**Teks Halaman:**
Abu Ubaidah bin Jarrah termasuk dalam Assabiqunal Awwalun. Memiliki nama lengkap Amir bin Abdullah bin Jarrah Al-Fihry Al-Quraiys, salah satu dari sepuluh sahabat Rasul yang dijamin masuk Surga ini merupakan sosok dengan kepribadian yang mulia, yakni terpercaya dan berani tapi juga lemah lembut dan tawadhu. Ia menjalani kehidupan dengan cara yang sangat sederhana namun kaya akan manfaat.
Hal ini terbukti melalui keteguhan hatinya yang sangat tinggi dalam mengimani agama Allah. Meski mengalami penindasan yang sangat kejam dari kaum kafir Quraiys Makkah, ia tetap setia menjadi pengikut Rasulullah Shallallahu ‘alaihi wa sallam. Saat Perang Badar terjadi, Abu Ubaidah bin Jarrah tak ragu melawan kemusyrikan terhadap Allah Subhanahu wa Ta’ala meski yang tengah dilawannya adalah Abdullah bin Jarrah, ayah kandungnya.
Berkat keteguhan hatinya terhadap agama Islam tersebut, Allah Subhanahu wa Ta’ala menurunkan ayat al-Qur’an,
“Kamu tak akan mendapati kaum yang beriman pada Allah dan hari akhirat, saling berkasih-sayang dengan orang-orang yang menentang Allah dan Rasul-Nya, sekalipun orang-orang itu bapak-bapak, atau anak-anak atau saudara-saudara ataupun keluarga mereka. Mereka itulah orang-orang yang telah menanamkan keimanan dalam hati mereka dan menguatkan mereka dengan pertolongan yang datang daripada-Nya. Dan dimasukan-Nya mereka ke dalam surga yang mengalir di bawahnya sungai-sungai, mereka kekal di dalamnya. Allah ridha terhadap mereka, dan merekapun merasa puas terhadap (limpahan rahmat)-Nya. Mereka itulah golongan Allah. Ketahuilah, bahwa sesungguhnya hizbullah itu adalah golongan yang beruntung.” (QS Al-Mujaadalah: 23)
Turunnya ayat tersebut tidak membuat Abu Ubaidah bin Jarrah tinggi hati. Sebaliknya, ia justru semakin tawadhu bahkan sangat pemalu. Sifatnya ini membuat banyak orang menaruh kepercayaan pada dirinya, tak terkecuali Rasulullah. Dari Anas Radhiyallahu ‘anhu, ia berkata bahwasanya Rasulullah Shallalahu’alaihi wa sallam berkata,
“Sesungguhnya setiap umat memiliki orang yang dipercaya, dan orang yang dipercaya umat ini adalah Abu Ubaidah Al Jarrah.”

**Data Tersimpan:**
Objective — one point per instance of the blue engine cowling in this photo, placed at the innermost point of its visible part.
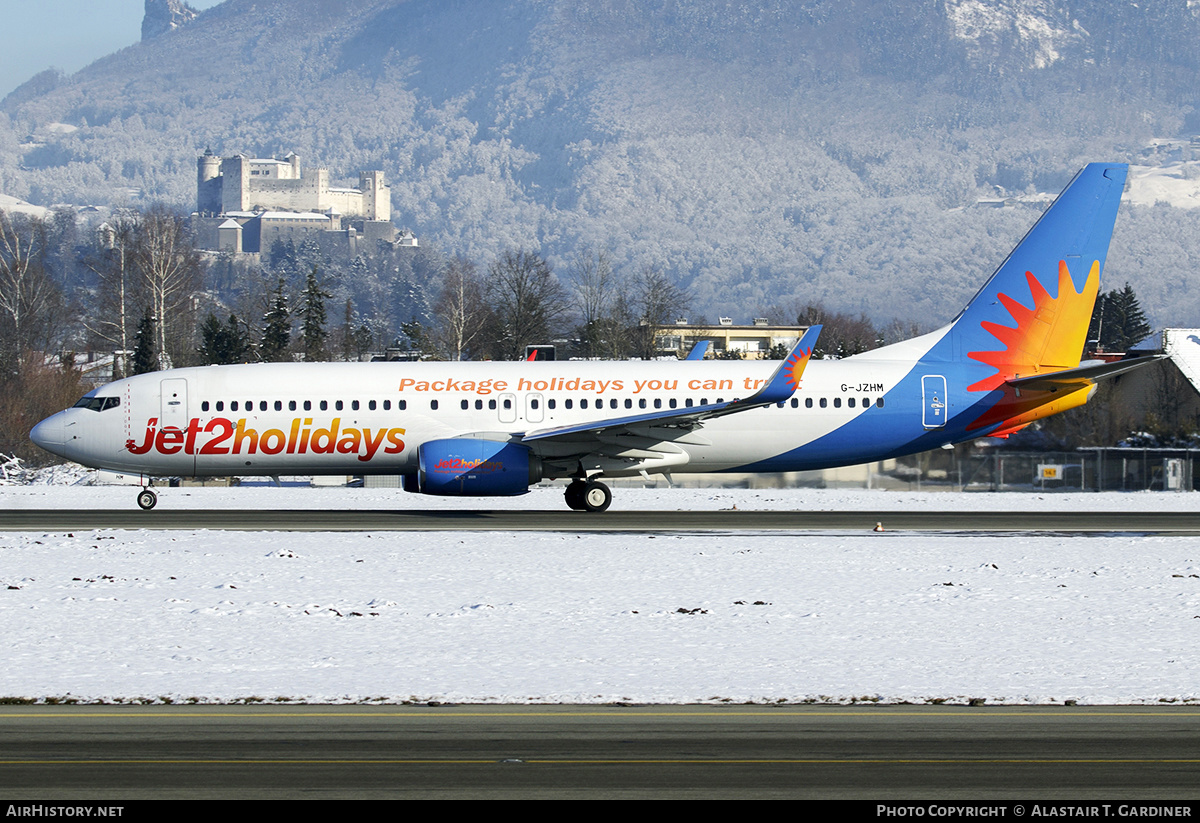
(475, 468)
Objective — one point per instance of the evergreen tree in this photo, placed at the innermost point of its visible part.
(223, 343)
(313, 313)
(145, 352)
(1117, 320)
(277, 334)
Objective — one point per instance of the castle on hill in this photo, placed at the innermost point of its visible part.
(245, 205)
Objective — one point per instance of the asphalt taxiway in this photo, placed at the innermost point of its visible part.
(311, 520)
(605, 751)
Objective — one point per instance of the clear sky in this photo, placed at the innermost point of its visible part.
(66, 34)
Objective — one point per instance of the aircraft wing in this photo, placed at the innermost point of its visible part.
(779, 388)
(1084, 373)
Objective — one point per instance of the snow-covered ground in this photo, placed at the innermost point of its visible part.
(497, 617)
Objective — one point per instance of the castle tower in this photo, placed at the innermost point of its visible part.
(376, 196)
(208, 184)
(234, 184)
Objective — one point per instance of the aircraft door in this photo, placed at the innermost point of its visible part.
(934, 406)
(174, 403)
(533, 408)
(508, 408)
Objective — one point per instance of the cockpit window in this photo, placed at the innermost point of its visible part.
(99, 403)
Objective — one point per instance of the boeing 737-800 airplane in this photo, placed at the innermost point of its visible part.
(495, 428)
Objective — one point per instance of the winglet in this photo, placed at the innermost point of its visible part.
(786, 379)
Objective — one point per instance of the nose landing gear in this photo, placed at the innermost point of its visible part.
(588, 496)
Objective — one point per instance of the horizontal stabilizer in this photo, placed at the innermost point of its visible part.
(1089, 372)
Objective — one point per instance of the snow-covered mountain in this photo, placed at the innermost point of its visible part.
(765, 154)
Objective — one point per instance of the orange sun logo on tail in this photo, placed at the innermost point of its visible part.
(795, 368)
(1048, 337)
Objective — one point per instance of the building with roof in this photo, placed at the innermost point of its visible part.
(751, 342)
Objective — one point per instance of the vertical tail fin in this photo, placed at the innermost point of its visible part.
(1032, 314)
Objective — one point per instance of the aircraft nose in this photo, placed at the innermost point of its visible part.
(51, 434)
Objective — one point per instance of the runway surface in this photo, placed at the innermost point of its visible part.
(1074, 522)
(864, 752)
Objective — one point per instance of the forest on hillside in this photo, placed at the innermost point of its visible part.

**Petunjuk:**
Tolong lanjutkan teks tentang Abu Ubaidah bin Jarrah di atas, mulai tepat setelah kalimat terakhirnya.

**Hasil Latihan:**
Sepeninggalan Rasulullah, masa kekhalifahan akhirnya dimulai. Pada saat itu, kepercayaan umat yang tinggi terhadap Abu Ubaidah Al Jarrah sempat membuat dirinya masuk dalam nominasi kekhalifahan bersama Abu Bakar Ash Shiddiq. Namun, sifatnya yang tawadhu menolak hal tersebut dan justru setia menjadi pendukung utama setiap gerakan dan hal yang diputuskan oleh khalifah. Setelah khalifah Abu Bakar wafat, kepemimpinan diteruskan oleh Umar bin Khathab.
Di saat yang bersamaan, Abu Ubaidah Al Jarrah menjadi panglima perang tentara Muslimin. Ia diutus untuk menaklukan wilayah Syam (Suriah). Kekuatan yang dimilikinya mampu menjadi penyebab takluknya wilayah Syam di bawah kekuasaan Islam, mulai dari tepi sungai Furat di sebelah timur hingga Asia kecil di sebelah utara. Sayangnya, tak lama kemenangan tersebut diraih, Allah Subhanahu wa Ta’ala menurunkan cobaan berupa wabah di wilayah Syam.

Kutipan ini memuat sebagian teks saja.